● EXERCICE ÉCRIT 1: Reformulez en liste numérotée l'ensemble des lignes de données qui suivent l'extrait, sans reprendre les lignes vides.

● EXTRAIT:
Angélica Gorodischer est une autrice argentine de de science-fiction et de fantasy née en 1928. Elle est l’une des autrices de SFF de langue espagnole les plus reconnues au monde, comme en témoigne son prix World Fantasy, reçu en 2011 pour l’ensemble de son œuvre, ou son prix Dignité de l’Assemblée Permanente pour les Droits de l’Homme, reçu en 1996 pour son action en faveur du féminisme. On peut également noter que les nouvelles qui composent Kalpa Impérial ont été traduites en langue anglaise par… Ursula Le Guin. La classe, non ?

Le recueil dont je vais vous parler aujourd’hui, Kalpa Impérial, est originellement paru en Argentine en deux volumes, en 1983 puis en 1984, après la dictature argentine, sous les titres Kalpa Imperial I : La Casa del poder et Kalpa Imperial II : El imperio más vasto.  En version française, le recueil a été traduit par Matthias de Breyne (je vais désormais m’efforcer faire figurer les noms des traducteurs dans mes chroniques) et publié par les éditions La Volte en 2017.

En voici la quatrième de couverture, qui est très évocatrice :

« Kalpa Impérial paraît juste après la dernière dictature argentine en 1983 pour des raisons de censure : comme de nombreux livres argentins de cette époque, il n’aurait pu être publié en cette période trouble. Sa poésie, son onirisme en font un exemple parfait de la littérature argentine, de son style, de sa force, de son originalité et de sa personnalité.
Au fil d’un récit caustique et ubuesque (souvent on pense à Alfred Jarry), mais aussi fantastique (à la manière des Villes invisibles d’Italo Calvino), ce conte, cette fable, ce roman tissé d’histoires narre les naissances et les chutes d’un empire : « l’Empire le plus vaste qui ait jamais existé ».
Kalpa Impérial (« Empire Infini »), c’est un vertige, une valse macabre qui tourne et tourne et ne trouve de fin que dans le début d’une nouvelle danse. C’est un livre universel au sens premier – universel et visionnaire, contant l’Histoire de notre société sans jamais la nommer.

● EXERCICE ÉCRIT 2: Selon l'extrait, qui a traduit Kalpa Impérial en français ?

● DONNÉES SOURCES:
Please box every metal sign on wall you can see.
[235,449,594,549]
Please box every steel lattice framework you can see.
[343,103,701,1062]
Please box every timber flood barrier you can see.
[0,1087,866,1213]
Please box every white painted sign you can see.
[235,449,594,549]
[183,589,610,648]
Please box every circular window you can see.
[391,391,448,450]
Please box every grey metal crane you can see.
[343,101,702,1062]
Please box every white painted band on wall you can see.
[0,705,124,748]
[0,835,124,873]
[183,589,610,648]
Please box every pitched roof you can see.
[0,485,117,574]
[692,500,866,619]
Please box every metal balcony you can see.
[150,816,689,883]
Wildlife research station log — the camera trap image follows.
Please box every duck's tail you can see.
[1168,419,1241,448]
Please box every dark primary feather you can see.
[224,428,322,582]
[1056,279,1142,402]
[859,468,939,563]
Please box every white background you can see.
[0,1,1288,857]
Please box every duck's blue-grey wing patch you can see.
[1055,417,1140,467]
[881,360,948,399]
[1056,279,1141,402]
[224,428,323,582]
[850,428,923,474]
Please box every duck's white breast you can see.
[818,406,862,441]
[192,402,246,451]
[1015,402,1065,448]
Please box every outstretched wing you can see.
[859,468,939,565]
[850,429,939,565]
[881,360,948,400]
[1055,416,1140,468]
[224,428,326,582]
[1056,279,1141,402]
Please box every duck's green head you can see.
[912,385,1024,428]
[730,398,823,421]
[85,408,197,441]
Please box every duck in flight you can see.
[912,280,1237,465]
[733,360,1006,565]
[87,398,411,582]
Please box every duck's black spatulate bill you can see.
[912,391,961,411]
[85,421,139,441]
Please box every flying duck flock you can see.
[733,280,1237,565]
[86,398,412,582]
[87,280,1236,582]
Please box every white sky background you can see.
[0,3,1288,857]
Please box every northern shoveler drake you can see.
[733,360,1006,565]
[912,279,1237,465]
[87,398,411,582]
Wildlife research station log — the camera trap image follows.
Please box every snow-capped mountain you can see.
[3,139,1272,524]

● RÉPONSE FINALE 1:
1. Please box every metal sign on wall you can see.
2. [235,449,594,549]
3. Please box every steel lattice framework you can see.
4. [343,103,701,1062]
5. Please box every timber flood barrier you can see.
6. [0,1087,866,1213]
7. Please box every white painted sign you can see.
8. [235,449,594,549]
9. [183,589,610,648]
10. Please box every circular window you can see.
11. [391,391,448,450]
12. Please box every grey metal crane you can see.
13. [343,101,702,1062]
14. Please box every white painted band on wall you can see.
15. [0,705,124,748]
16. [0,835,124,873]
17. [183,589,610,648]
18. Please box every pitched roof you can see.
19. [0,485,117,574]
20. [692,500,866,619]
21. Please box every metal balcony you can see.
22. [150,816,689,883]
23. Wildlife research station log — the camera trap image follows.
24. Please box every duck's tail you can see.
25. [1168,419,1241,448]
26. Please box every dark primary feather you can see.
27. [224,428,322,582]
28. [1056,279,1142,402]
29. [859,468,939,563]
30. Please box every white background you can see.
31. [0,1,1288,857]
32. Please box every duck's blue-grey wing patch you can see.
33. [1055,417,1140,467]
34. [881,360,948,399]
35. [1056,279,1141,402]
36. [224,428,323,582]
37. [850,428,923,474]
38. Please box every duck's white breast you can see.
39. [818,406,862,441]
40. [192,402,246,451]
41. [1015,402,1065,448]
42. Please box every outstretched wing you can see.
43. [859,468,939,565]
44. [850,429,939,565]
45. [881,360,948,400]
46. [1055,416,1140,468]
47. [224,428,326,582]
48. [1056,279,1141,402]
49. Please box every duck's green head you can see.
50. [912,385,1024,428]
51. [730,398,823,421]
52. [85,408,197,441]
53. Please box every duck in flight you can see.
54. [912,280,1237,465]
55. [733,360,1006,565]
56. [87,398,411,582]
57. Please box every duck's black spatulate bill you can see.
58. [912,391,961,411]
59. [85,421,139,441]
60. Please box every flying duck flock you can see.
61. [733,280,1237,565]
62. [86,398,412,582]
63. [87,280,1236,582]
64. Please box every white sky background you can see.
65. [0,3,1288,857]
66. Please box every northern shoveler drake you can see.
67. [733,360,1006,565]
68. [912,279,1237,465]
69. [87,398,411,582]
70. Wildlife research station log — the camera trap image follows.
71. Please box every snow-capped mountain you can see.
72. [3,139,1272,524]

● RÉPONSE FINALE 2: Matthias de Breyne.